## REQUIREMENT
In the data below, work out how many lines include the string "patch". Only the number should be given.
-- ENTRIES PROVIDED follows --
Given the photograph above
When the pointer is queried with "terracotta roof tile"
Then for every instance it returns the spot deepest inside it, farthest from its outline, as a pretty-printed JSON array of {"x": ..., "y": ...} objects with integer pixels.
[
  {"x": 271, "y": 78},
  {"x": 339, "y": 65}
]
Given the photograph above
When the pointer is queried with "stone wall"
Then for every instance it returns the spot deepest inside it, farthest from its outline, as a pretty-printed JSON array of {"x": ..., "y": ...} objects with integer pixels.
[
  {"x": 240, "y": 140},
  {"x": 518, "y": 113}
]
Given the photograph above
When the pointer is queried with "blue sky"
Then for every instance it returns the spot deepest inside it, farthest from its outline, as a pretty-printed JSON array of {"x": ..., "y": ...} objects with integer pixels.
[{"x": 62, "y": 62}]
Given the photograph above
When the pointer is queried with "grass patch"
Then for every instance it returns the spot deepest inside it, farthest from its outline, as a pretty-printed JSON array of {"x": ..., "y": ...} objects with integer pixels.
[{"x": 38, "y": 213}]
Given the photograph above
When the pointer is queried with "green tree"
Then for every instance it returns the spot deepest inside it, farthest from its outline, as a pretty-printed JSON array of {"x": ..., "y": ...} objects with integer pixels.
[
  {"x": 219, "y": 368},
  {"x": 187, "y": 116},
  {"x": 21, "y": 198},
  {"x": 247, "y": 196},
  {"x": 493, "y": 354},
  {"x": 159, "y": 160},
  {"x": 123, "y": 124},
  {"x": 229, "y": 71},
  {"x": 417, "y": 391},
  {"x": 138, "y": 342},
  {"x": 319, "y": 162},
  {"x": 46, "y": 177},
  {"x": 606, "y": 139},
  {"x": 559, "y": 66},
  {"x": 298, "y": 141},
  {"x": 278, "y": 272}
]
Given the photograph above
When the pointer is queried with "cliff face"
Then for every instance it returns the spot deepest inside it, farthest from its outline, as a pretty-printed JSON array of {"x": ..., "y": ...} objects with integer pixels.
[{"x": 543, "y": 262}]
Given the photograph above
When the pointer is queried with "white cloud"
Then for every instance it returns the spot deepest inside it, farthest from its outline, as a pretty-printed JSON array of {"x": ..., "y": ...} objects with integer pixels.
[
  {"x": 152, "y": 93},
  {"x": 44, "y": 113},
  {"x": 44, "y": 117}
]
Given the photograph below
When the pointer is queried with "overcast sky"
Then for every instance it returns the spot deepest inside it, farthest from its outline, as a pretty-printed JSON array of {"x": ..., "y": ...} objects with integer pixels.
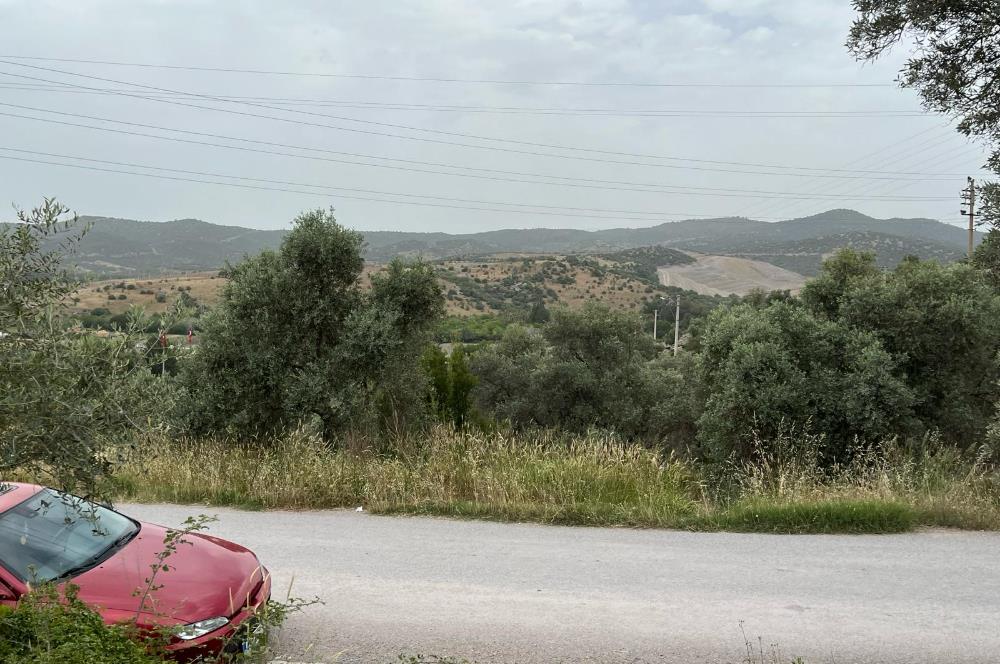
[{"x": 717, "y": 42}]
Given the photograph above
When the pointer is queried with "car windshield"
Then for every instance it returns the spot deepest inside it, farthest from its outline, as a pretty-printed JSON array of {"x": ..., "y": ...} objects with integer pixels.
[{"x": 54, "y": 535}]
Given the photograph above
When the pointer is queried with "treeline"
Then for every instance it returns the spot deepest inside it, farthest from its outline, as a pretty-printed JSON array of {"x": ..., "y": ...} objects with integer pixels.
[{"x": 860, "y": 357}]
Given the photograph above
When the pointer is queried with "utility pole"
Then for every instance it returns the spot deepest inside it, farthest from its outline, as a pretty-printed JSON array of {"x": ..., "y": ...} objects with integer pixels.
[
  {"x": 677, "y": 323},
  {"x": 969, "y": 199}
]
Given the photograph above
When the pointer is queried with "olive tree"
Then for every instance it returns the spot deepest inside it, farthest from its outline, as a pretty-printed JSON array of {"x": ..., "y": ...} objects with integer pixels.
[
  {"x": 955, "y": 65},
  {"x": 768, "y": 370},
  {"x": 940, "y": 323},
  {"x": 296, "y": 338},
  {"x": 68, "y": 398}
]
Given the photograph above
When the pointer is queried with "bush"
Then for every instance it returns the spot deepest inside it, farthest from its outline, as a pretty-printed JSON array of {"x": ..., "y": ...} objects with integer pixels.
[{"x": 47, "y": 627}]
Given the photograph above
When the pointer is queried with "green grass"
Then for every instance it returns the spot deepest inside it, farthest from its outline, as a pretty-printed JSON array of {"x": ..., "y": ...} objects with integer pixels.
[
  {"x": 594, "y": 480},
  {"x": 823, "y": 516}
]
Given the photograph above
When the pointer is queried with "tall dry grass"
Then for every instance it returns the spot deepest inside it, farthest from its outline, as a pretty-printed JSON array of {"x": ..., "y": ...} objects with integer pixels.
[{"x": 593, "y": 479}]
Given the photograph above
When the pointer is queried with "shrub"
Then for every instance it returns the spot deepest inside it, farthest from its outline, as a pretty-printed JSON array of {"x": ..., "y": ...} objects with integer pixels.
[{"x": 48, "y": 627}]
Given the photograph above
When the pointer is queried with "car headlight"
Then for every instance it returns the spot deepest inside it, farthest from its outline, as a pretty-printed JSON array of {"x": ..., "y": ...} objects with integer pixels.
[{"x": 201, "y": 628}]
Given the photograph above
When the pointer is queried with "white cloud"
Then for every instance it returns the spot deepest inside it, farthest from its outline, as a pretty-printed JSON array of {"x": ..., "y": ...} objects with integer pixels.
[{"x": 682, "y": 41}]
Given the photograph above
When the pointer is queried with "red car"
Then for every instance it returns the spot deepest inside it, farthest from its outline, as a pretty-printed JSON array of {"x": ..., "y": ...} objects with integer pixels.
[{"x": 209, "y": 597}]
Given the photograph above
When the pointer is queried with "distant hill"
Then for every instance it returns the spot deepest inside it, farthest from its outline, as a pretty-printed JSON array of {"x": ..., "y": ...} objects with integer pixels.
[{"x": 122, "y": 247}]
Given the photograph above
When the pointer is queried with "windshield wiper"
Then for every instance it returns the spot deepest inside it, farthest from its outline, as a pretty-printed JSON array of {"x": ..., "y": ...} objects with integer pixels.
[
  {"x": 90, "y": 563},
  {"x": 98, "y": 558}
]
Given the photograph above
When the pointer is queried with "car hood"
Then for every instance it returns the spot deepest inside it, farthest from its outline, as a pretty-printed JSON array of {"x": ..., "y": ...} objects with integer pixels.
[{"x": 206, "y": 577}]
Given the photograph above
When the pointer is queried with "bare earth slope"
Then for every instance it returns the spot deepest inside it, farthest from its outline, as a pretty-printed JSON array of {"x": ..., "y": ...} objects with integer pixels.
[
  {"x": 496, "y": 592},
  {"x": 726, "y": 275}
]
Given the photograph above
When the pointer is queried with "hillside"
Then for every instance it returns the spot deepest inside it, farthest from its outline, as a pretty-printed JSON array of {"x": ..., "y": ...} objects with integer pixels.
[
  {"x": 490, "y": 284},
  {"x": 125, "y": 248}
]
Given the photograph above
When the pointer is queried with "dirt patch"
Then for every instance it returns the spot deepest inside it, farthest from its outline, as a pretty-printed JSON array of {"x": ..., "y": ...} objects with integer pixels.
[{"x": 728, "y": 275}]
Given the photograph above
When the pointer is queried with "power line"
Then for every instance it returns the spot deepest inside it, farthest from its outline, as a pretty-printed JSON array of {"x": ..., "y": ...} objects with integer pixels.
[
  {"x": 432, "y": 79},
  {"x": 639, "y": 187},
  {"x": 406, "y": 127},
  {"x": 819, "y": 184},
  {"x": 688, "y": 216},
  {"x": 368, "y": 191},
  {"x": 314, "y": 193},
  {"x": 514, "y": 110}
]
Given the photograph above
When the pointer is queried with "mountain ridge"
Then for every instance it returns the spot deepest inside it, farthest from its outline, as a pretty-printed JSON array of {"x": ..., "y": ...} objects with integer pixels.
[{"x": 126, "y": 247}]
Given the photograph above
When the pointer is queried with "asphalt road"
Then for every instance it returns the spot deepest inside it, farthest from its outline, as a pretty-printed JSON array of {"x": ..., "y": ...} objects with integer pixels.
[{"x": 494, "y": 592}]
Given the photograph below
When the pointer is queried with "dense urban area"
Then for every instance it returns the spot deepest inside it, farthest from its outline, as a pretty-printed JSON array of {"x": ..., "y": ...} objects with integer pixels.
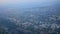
[{"x": 36, "y": 20}]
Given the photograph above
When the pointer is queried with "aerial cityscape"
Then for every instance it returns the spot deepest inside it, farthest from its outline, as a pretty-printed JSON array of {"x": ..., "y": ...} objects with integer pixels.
[{"x": 29, "y": 17}]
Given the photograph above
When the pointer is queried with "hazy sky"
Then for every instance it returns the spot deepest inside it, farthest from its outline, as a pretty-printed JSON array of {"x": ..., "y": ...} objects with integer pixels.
[
  {"x": 28, "y": 3},
  {"x": 25, "y": 1}
]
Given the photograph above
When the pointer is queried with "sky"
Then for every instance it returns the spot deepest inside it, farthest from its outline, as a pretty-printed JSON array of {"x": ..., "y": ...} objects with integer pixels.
[{"x": 28, "y": 3}]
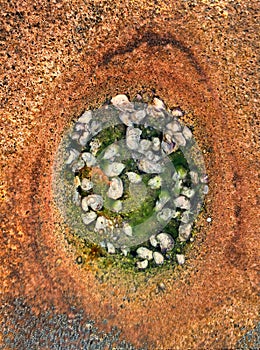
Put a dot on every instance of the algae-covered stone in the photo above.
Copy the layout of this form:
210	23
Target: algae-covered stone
144	253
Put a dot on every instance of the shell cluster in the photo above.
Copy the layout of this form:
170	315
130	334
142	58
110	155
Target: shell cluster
137	194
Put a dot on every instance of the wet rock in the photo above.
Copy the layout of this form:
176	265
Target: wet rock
166	242
184	232
144	146
144	253
186	217
85	117
116	188
142	264
94	146
158	104
125	250
173	127
164	198
126	119
153	241
110	248
156	144
151	156
205	189
133	138
113	169
117	206
168	148
187	133
155	182
95	127
187	192
165	214
179	139
101	224
84	204
73	155
181	171
134	178
84	138
111	151
138	116
127	229
158	258
94	201
86	185
149	167
194	177
180	259
75	135
182	202
89	217
121	102
76	198
79	127
177	112
76	166
89	159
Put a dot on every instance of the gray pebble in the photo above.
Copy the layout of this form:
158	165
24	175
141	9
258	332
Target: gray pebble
142	264
158	258
144	253
166	241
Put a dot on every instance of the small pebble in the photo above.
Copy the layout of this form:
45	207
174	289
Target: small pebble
142	264
158	258
180	259
110	248
144	253
166	242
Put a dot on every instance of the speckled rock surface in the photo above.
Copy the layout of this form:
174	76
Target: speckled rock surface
60	58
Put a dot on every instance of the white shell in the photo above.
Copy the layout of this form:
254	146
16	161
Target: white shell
120	101
182	202
133	138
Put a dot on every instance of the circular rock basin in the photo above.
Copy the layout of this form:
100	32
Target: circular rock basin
130	180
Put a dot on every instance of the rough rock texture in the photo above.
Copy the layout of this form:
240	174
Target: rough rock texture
60	58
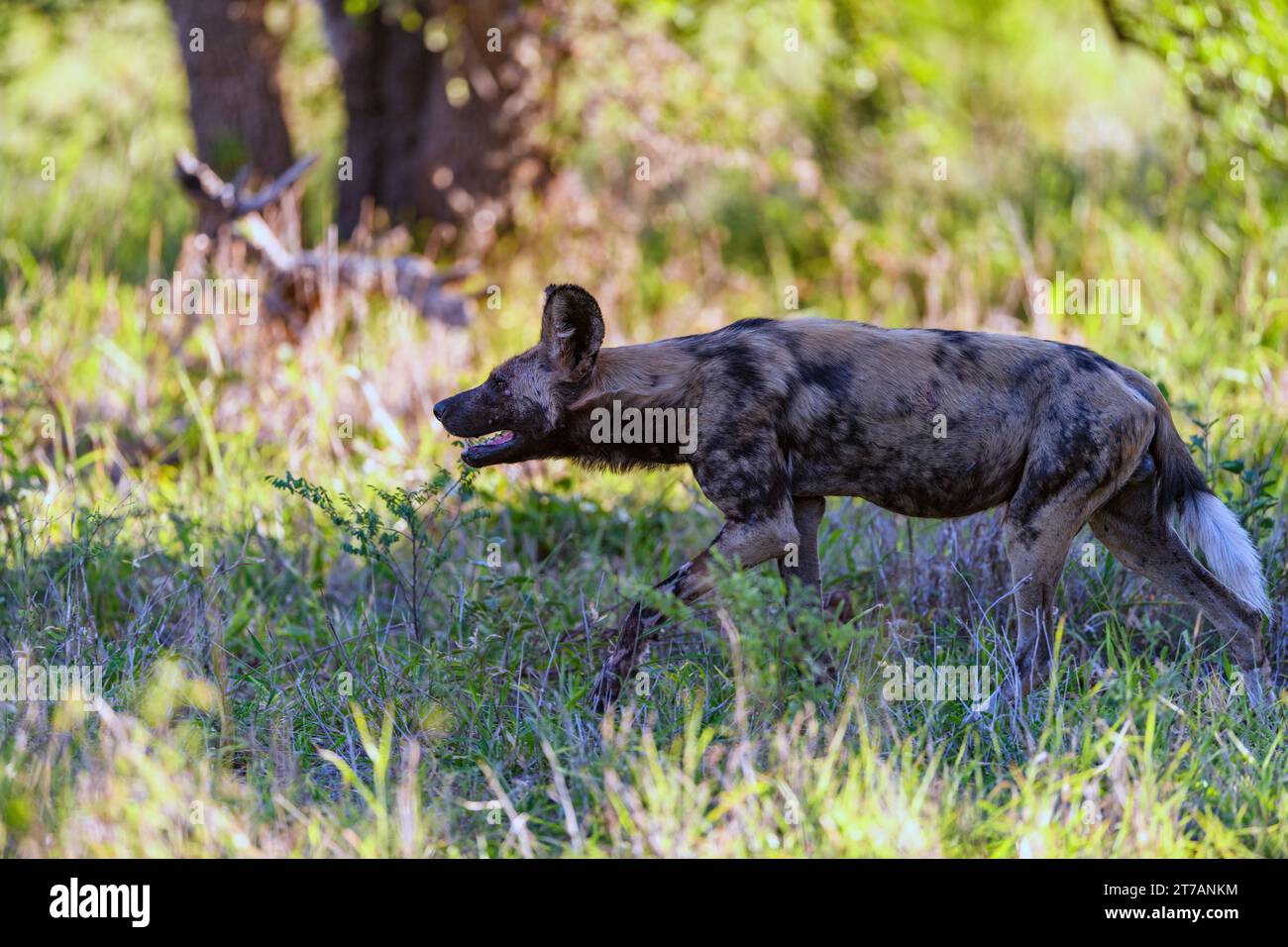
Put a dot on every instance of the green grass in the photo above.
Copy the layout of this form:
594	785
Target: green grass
275	699
270	693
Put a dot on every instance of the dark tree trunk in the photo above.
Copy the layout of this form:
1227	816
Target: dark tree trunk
235	101
413	153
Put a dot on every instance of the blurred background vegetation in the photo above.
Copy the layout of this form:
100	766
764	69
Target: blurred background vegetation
905	162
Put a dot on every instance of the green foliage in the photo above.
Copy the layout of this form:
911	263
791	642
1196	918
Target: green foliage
408	514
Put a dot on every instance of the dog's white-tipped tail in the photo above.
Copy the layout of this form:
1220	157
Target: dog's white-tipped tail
1211	526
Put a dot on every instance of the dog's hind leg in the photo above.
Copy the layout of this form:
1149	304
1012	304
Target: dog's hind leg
1132	528
799	566
1069	474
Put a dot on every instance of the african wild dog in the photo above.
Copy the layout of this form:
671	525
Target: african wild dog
793	412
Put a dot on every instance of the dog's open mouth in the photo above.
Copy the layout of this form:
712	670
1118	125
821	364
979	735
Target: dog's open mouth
480	449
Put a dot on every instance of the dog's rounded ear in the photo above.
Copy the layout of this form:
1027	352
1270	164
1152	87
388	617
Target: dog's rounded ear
572	330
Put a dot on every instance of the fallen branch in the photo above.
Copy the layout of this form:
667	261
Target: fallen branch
296	275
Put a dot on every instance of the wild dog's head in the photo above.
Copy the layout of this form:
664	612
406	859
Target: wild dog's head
522	407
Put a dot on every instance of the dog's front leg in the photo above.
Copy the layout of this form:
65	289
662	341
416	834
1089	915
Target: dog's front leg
743	544
799	565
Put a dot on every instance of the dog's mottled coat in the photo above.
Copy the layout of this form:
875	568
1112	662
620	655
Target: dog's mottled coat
925	423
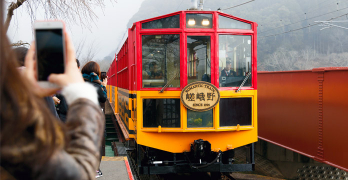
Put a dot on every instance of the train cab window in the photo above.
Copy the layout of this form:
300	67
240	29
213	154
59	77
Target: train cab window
161	60
168	22
239	114
161	112
199	119
228	23
234	60
198	58
199	20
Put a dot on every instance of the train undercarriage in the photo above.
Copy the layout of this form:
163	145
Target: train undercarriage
200	159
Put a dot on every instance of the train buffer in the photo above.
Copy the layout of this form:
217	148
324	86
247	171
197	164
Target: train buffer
115	168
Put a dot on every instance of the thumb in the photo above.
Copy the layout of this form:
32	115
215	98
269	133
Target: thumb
58	79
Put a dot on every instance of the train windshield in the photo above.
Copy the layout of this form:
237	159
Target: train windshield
199	20
234	60
161	60
198	59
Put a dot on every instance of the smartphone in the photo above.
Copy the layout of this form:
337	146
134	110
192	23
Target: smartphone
50	50
103	75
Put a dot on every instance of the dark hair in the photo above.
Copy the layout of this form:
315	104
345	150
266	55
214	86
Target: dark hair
29	132
78	63
103	75
20	53
90	67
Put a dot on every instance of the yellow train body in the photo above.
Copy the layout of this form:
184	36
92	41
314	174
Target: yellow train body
128	105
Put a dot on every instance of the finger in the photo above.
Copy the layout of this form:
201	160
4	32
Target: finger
29	58
58	79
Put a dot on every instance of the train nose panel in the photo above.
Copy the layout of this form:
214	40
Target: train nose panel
200	148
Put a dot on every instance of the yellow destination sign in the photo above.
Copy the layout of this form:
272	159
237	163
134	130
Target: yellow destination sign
200	96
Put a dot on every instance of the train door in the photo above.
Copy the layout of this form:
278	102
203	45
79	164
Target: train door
200	67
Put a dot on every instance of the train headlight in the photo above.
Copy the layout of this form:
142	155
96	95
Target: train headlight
191	22
205	22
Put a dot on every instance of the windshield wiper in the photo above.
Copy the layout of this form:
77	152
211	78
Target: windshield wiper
170	80
243	82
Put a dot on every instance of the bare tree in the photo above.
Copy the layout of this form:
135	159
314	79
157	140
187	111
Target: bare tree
71	11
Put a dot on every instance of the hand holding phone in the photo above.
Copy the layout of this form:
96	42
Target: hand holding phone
70	76
50	50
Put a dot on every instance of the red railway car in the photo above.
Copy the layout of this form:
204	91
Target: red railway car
183	87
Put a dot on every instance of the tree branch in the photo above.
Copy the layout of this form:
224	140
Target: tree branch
13	6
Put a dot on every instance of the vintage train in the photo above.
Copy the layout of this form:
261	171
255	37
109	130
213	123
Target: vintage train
184	89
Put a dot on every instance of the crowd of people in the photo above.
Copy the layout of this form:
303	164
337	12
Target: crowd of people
51	133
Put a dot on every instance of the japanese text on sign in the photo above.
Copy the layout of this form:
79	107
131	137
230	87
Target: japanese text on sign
200	96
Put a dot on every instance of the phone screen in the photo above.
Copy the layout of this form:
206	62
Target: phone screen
50	52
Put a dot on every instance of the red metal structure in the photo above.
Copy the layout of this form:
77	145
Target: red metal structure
306	112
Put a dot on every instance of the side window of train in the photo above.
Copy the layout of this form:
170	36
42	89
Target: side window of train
198	59
161	112
161	60
168	22
234	60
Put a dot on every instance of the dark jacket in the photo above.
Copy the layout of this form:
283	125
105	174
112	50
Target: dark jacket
77	158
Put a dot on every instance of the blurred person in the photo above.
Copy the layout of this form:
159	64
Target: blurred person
62	106
33	144
91	73
154	72
227	71
20	53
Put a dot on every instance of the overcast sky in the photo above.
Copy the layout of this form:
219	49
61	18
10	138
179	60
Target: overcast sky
105	35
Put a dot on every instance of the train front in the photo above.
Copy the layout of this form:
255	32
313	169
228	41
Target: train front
196	98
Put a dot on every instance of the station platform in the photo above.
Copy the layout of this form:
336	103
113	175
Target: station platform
115	168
-- ENTRIES PROVIDED concluded --
## EXERCISE SOLUTION
2